▸ Text segment:
|---|

Market Watch: May 2022
So far 2022 has been a challenging year for investors, with almost no safe haven in sight. Stock markets globally have fallen close to the 20% threshold that constitutes a bear market. Bonds, normally the offset to stock market declines, fell broadly 10% in the same time frame. This is the first time that stocks and bonds have fallen in value together in any meaningful way in over 30 years. The terrible war in Ukraine has certainly been a factor here, as has the recent strict lockdown policy by the Chinese government, but the real bugbear behind market nervousness has been the sharp, and persistent, spike in inflation.
You don’t need to be a stock market investor to see, and feel, the impact of chronically high inflation. You know it by the involuntarily wince you make when you pull in at the pump to fill up or when you reach the checkout at the grocery store. While it’s likely true that at least some (if not a lot) of the current sky-high inflation is transitory, which has been the narrative of the Central Banks around the world, the global stock and bond markets are coming to terms that the Central Banks may have gotten the inflation response wrong, have let things run hot, and are now struggling to reign it in.
After 2 years of very accommodative Central Bank policies, such as keeping interest rates as low as possible and capitulating for the most part when market forces pressed back against rate hikes or other policies that would have stymied growth, we are now faced with a much more challenging environment. Investors are understandably anxious, grappling with decades-high levels of inflation, the impact of possible faster-and-further central bank tightening policies as well as high oil prices, ongoing supply chain bottlenecks and geopolitical tensions. Yet, it’s a tried and tested truism that markets “climb a wall of worry,” which means that market forces eventually digest all of the current concerns of the day (and there are always many!) and move higher in the medium term regardless. Focusing too much on short-termism, which the media conditions us to do, can lead to bad outcomes.
The Russia-Ukraine conflict is very concerning and continues to affect investor sentiment in the short-term. More interest rate hikes are coming to combat inflation, which will likely stay high in the near term, but should cool later in the year as the effects of the pandemic fade. After very strong stock market gains over the last three years, even through a global pandemic, it not surprising to see some less favourable returns. But the underlying economy remains strong, and many businesses should continue to do well even as the economy and markets adjust to higher inflation and interest rates.

|---|

▸ Tasks to carry out:
1 – According to the May 2022 market commentary, by roughly how much did bonds fall over the same period that stock markets neared the bear market threshold?
2 – Translate this sentence from the May 2022 market commentary into Spanish: "This is the first time that stocks and bonds have fallen in value together in any meaningful way in over 30 years."
3 – Continue the May 2022 market commentary after its final paragraph.

[Referring expression pointing records]
|---|

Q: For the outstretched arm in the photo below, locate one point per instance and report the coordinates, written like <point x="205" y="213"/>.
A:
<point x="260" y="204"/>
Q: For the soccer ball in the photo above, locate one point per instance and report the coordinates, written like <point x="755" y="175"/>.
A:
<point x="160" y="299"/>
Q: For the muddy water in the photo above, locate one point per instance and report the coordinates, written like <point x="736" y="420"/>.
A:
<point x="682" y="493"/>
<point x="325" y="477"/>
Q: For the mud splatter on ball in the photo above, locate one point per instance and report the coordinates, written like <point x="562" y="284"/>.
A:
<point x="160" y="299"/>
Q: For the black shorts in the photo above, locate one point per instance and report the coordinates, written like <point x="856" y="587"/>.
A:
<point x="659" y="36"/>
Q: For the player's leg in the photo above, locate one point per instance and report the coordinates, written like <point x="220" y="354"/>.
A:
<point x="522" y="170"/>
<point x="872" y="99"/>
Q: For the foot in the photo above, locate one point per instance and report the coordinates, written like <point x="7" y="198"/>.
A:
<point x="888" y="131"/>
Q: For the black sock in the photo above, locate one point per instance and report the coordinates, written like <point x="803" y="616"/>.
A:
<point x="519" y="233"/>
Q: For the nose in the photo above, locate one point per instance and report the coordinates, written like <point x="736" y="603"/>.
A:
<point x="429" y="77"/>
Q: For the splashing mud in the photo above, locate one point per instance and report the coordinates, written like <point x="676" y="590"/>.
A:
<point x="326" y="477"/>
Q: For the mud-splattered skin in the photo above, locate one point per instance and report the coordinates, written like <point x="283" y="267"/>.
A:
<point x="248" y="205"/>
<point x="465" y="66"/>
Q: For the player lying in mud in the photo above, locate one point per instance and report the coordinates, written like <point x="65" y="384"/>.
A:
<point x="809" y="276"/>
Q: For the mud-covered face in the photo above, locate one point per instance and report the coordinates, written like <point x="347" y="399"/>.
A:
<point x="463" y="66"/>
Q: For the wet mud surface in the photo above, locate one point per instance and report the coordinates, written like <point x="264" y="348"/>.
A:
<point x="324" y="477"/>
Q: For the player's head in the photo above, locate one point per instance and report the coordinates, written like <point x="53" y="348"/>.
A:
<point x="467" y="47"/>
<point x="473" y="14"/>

|---|

▸ Answers for the tasks:
1 – Bonds fell broadly 10%.

2 – Es la primera vez en más de 30 años que las acciones y los bonos han perdido valor juntos de manera significativa.

3 –
At times like these it is important to keep animal spirits in check, just like the short-term manias experienced during the internet bubble of 2000, or any of the rags to riches to rags phenomenon’s such as cryptocurrency, meme stocks, or cannabis companies. FOMO (fear of missing out) can be just as dangerous, if not more, as selling quality investments in response to fear or a knee-jerk response to a short-term event. Warts and all, the stock market is the greatest wealth creation machine for individuals who want arms-length exposure to the profit potential of innovative, or even just necessary, companies who help us live our lives through their core products and services. But it’s not easy. It requires fortitude to endure these occasional difficult periods and keep focusing on the long term.
Regardless of where we are in the market cycle, it’s important to take a disciplined approach to investing and stay focused on your long-term financial goals. This strategy helps you keep your emotions out of investing, where you can end up buying high and selling low like many investors are prone to do when they act emotionally. While it has been a bumpy ride so far this year, the global economy and markets are capable of coping with just about anything, as we are in our own lives. Keep in mind that the market bottomed in later March 2020. Despite the media narrative at time, or understandable personal anxiety on the part of individual investors, the fund managers we spoke with were looking through the unprecedented global economic shutdown to a world that would eventually reopen once vaccines were globally available. This is exactly what happened.